Find every line in the data below that contains the word "bamboo", matching case exactly, and copy each of those lines.

··· MATERIAL TO PROCESS

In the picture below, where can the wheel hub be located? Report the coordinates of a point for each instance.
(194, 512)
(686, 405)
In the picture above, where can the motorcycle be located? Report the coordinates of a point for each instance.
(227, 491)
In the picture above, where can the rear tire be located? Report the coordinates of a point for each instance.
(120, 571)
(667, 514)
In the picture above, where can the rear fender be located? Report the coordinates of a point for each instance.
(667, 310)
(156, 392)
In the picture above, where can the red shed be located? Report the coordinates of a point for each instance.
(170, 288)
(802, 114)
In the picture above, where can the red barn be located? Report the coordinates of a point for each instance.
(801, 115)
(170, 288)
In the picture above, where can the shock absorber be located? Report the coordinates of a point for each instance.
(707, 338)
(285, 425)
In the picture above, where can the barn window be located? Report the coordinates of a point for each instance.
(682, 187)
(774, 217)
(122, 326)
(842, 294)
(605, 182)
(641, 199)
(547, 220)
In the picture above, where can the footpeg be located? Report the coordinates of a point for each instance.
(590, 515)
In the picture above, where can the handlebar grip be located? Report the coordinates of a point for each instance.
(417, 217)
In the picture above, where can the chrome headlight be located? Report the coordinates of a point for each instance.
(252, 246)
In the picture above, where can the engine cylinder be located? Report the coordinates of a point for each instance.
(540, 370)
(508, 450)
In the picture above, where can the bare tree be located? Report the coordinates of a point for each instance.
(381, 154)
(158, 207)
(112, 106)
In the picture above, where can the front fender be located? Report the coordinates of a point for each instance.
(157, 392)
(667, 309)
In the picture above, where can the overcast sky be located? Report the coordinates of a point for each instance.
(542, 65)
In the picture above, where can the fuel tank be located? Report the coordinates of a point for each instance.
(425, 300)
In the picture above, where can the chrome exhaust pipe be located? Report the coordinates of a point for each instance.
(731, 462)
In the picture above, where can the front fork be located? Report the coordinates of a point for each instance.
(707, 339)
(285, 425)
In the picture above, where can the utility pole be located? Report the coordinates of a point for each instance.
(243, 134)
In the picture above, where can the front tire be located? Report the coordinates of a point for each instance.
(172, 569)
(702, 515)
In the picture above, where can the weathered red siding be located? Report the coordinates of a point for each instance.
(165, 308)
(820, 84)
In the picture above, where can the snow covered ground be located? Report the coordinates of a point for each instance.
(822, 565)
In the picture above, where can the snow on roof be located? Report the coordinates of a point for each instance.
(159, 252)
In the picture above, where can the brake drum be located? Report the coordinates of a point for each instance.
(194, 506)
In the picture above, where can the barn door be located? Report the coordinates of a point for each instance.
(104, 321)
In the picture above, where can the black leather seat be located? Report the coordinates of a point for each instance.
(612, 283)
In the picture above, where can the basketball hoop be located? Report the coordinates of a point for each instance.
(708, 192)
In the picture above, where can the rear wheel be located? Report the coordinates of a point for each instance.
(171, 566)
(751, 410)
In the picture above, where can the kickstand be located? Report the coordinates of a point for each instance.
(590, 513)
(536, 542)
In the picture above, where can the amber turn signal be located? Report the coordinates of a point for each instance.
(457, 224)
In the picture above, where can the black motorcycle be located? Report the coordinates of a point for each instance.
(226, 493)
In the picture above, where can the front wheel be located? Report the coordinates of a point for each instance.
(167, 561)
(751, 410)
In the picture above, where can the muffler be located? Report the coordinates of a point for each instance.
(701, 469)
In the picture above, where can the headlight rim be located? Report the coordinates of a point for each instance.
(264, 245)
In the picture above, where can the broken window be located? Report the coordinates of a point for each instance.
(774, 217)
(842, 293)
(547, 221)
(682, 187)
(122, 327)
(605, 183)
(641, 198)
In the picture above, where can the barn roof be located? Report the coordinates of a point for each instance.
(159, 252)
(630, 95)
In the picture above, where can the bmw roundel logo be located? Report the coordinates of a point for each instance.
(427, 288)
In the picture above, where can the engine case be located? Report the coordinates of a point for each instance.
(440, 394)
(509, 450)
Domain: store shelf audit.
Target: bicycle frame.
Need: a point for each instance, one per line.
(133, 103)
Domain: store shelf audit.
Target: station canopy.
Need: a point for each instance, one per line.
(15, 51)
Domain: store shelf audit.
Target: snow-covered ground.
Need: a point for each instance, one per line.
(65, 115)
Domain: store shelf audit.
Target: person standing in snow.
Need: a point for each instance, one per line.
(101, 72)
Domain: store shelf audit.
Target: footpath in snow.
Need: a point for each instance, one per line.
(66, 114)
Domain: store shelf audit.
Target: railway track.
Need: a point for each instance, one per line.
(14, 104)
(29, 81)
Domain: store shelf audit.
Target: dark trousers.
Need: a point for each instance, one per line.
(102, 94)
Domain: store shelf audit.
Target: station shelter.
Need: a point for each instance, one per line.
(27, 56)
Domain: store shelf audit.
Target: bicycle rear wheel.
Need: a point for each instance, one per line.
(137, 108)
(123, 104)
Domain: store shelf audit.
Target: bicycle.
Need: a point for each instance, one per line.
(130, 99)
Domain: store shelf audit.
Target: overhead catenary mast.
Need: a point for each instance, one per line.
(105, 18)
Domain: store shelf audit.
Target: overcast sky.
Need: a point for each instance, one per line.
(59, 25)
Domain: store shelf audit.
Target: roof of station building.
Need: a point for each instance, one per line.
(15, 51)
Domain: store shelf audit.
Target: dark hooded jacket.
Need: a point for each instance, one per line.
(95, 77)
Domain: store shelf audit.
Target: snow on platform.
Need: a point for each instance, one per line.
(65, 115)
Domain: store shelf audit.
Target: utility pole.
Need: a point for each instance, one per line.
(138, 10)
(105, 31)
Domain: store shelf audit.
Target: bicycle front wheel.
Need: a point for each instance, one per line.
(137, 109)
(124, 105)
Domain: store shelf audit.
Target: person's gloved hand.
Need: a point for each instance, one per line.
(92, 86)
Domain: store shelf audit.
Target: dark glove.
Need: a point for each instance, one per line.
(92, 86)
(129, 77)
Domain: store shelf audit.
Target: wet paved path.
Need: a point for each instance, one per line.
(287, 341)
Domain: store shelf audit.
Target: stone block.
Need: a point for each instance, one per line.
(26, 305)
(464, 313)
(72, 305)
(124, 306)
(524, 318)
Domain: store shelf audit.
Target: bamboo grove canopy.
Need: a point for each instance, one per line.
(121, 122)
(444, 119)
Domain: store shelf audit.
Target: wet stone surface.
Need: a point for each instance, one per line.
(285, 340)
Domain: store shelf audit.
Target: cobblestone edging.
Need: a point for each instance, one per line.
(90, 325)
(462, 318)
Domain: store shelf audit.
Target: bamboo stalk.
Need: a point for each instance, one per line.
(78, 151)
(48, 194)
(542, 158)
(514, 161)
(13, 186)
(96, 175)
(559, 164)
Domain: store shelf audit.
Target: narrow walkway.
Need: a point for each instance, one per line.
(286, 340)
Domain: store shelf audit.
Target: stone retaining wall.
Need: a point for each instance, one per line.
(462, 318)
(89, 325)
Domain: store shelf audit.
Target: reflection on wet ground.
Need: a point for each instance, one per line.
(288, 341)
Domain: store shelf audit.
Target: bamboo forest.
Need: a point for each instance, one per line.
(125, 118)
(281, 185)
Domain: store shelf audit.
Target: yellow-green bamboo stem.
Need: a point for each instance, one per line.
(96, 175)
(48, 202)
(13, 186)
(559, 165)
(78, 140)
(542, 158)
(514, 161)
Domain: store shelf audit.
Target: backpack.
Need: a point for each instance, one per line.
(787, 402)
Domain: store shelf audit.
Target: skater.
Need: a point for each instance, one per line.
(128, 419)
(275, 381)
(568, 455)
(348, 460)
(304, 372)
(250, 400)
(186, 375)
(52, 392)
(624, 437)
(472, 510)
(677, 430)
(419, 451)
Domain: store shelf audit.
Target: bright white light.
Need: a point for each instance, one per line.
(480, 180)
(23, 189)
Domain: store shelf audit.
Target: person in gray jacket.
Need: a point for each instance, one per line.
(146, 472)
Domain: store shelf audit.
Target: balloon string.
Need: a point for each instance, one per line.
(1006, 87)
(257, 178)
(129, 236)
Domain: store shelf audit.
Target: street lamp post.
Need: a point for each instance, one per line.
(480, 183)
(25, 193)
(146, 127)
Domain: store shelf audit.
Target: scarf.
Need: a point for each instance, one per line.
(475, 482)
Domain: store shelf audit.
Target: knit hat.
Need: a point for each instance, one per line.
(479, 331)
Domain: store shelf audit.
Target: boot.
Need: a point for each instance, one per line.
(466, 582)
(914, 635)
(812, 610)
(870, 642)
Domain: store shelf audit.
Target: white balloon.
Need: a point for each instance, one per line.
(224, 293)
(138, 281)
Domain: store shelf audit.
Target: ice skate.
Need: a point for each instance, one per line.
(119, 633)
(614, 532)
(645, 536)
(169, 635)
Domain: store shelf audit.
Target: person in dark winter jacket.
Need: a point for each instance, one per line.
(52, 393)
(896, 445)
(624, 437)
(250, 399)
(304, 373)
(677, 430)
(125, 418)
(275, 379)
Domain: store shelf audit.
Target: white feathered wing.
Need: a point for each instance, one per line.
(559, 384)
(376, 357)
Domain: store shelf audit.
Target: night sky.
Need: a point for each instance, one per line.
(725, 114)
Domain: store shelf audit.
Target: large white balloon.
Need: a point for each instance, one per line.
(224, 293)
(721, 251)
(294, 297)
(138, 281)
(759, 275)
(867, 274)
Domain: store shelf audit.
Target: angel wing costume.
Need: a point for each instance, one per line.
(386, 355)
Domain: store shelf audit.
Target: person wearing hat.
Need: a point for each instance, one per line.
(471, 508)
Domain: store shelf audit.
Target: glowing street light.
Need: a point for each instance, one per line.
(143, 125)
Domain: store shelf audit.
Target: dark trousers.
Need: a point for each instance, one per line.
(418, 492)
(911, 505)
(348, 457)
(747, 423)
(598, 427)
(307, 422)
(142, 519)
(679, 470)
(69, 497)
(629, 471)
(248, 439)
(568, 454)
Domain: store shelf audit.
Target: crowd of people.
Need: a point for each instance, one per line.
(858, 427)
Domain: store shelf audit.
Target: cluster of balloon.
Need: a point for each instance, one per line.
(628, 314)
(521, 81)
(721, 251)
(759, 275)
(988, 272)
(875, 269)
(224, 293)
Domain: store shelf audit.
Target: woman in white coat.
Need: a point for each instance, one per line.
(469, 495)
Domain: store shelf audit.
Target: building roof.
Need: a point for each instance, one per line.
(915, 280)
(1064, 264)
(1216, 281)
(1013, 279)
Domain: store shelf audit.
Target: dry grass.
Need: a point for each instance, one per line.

······

| RESPONSE TO THIS EXERCISE |
Target: bamboo grove canopy.
Target: bamboo stalk.
Target: bamboo forest.
Target: yellow-green bamboo stem.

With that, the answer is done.